Given passage

Quantum Boltzmann equations in resonant leptogenesis

TL;DR

This paper derives quantum Boltzmann equations incorporating memory effects for leptogenesis, revealing a time-dependent CP asymmetry that significantly alters predictions in resonant leptogenesis scenarios.

Contribution

It introduces a non-equilibrium quantum field theory approach to leptogenesis, accounting for memory effects and time-dependent CP asymmetry, which were neglected in previous models.

Findings

Memory effects lead to a time-dependent CP asymmetry.

Quantitative differences compared to traditional approaches.

Implications for resonant leptogenesis and Lepton Flavour Violation.

Assigned task 1
Condense the paragraph of the leptogenesis summary that begins "It introduces a non-equilibrium" into a short bulleted list that keeps its main facts.
Assigned task 2
Proceed with the leptogenesis summary, picking up after its final line.
The lines that follow have no connection to the leptogenesis summary.

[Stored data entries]

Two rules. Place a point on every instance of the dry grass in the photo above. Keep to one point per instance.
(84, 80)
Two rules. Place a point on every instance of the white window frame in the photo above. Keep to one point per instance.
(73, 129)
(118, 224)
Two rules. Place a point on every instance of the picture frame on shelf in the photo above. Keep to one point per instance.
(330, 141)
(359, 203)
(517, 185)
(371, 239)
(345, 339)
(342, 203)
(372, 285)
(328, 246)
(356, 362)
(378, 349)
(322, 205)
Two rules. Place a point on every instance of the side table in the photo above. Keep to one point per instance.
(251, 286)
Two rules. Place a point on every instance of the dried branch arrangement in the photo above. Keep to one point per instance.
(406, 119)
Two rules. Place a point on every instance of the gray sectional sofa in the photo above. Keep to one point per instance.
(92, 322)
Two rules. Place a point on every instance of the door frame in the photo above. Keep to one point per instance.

Expected output 1
- Introduces a non-equilibrium quantum field theory approach to leptogenesis
- Accounts for memory effects and a time-dependent CP asymmetry
- Both were neglected in previous models

Expected output 2
Abstract

The quantum Boltzmann equations relevant for leptogenesis, obtained using non-equilibrium quantum field theory, are described. They manifest memory effects leading to a time-dependent CP asymmetry which depends upon the previous history of the system. This result is particularly relevant in resonant leptogenesis where the asymmetry is generated by the decays of nearly mass-degenerate right-handed neutrinos. The impact of the non-trivial time evolution of the CP asymmetry is discussed either in the generic resonant leptogenesis scenario or in the more specific Minimal Lepton Flavour Violation framework. Significant quantitative differences arise with respect to the usual approach in which the time dependence of the CP asymmetry is neglected.